━━━━━ ENTRIES PROVIDED ━━━━━

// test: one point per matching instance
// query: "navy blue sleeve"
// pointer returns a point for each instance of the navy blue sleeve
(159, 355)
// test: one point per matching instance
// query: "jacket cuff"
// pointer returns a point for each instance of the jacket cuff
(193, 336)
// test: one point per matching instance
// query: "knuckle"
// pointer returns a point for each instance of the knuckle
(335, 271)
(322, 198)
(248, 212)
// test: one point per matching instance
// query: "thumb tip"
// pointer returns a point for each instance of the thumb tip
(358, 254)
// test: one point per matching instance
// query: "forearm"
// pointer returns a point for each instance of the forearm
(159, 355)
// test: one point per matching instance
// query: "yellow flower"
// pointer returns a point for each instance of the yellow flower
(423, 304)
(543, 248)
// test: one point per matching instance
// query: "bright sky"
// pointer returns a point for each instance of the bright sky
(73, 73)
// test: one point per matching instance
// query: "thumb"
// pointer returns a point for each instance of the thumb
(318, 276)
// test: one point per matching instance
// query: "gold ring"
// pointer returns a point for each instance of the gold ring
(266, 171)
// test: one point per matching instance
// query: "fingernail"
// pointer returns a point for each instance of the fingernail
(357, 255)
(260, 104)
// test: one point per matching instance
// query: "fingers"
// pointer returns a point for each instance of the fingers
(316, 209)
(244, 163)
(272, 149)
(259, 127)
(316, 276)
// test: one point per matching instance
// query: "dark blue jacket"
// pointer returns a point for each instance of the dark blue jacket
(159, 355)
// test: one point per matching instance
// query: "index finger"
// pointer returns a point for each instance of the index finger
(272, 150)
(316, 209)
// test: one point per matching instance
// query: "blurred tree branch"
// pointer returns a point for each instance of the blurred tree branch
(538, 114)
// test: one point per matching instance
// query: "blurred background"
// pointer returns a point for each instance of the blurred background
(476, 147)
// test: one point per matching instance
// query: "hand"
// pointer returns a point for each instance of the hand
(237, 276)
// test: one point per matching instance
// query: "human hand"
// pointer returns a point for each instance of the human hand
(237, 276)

━━━━━
━━━━━ ENTRIES PROVIDED ━━━━━

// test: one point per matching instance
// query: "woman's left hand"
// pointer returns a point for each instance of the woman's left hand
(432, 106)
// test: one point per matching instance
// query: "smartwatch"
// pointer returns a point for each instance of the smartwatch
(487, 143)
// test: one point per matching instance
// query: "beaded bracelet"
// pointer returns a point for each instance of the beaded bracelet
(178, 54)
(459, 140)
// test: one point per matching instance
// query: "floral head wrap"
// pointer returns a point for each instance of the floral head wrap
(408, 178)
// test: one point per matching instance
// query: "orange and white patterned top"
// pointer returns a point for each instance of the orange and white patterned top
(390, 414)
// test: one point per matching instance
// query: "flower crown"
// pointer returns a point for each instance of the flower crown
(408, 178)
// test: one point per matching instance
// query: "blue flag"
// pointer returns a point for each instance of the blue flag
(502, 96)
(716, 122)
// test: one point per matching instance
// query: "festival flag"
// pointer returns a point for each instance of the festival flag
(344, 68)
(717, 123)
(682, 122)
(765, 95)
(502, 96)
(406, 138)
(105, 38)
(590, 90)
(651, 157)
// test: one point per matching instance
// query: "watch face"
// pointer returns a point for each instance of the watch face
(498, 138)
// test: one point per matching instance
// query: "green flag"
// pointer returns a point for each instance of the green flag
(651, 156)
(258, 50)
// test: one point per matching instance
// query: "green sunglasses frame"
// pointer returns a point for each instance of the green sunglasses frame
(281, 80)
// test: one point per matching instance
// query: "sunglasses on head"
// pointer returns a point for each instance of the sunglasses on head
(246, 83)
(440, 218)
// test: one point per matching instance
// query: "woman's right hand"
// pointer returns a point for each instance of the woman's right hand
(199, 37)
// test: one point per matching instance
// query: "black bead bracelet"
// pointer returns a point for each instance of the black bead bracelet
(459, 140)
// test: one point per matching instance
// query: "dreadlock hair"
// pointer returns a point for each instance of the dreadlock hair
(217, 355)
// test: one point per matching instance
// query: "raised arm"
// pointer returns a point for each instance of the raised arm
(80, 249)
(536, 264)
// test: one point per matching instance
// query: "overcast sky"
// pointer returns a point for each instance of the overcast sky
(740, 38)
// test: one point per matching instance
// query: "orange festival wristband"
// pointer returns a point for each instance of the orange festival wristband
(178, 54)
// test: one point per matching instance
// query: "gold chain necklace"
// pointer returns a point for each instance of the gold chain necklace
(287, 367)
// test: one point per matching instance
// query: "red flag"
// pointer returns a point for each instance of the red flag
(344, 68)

━━━━━
━━━━━ ENTRIES PROVIDED ━━━━━

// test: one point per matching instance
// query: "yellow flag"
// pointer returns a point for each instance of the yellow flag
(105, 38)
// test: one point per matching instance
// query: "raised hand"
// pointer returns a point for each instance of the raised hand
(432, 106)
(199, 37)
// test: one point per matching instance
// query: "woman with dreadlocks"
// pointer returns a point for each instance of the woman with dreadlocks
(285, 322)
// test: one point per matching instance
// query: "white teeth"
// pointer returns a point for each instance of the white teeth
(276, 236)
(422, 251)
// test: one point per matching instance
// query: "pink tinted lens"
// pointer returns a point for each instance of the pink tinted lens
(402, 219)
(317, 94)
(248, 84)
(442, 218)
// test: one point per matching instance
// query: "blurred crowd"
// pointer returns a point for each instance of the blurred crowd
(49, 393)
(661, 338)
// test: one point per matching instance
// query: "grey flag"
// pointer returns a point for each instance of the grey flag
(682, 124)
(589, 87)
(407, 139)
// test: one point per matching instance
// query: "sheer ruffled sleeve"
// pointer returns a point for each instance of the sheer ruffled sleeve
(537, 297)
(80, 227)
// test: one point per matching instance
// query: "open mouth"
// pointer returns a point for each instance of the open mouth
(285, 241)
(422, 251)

━━━━━

▶ [INSTRUCTIONS TO FOLLOW] Display each line of the records that contains the word "tree". Letter case must match.

▶ [WRITTEN ANSWER]
// query: "blurred tree branch"
// pointer returns a point for each instance of the blurred tree branch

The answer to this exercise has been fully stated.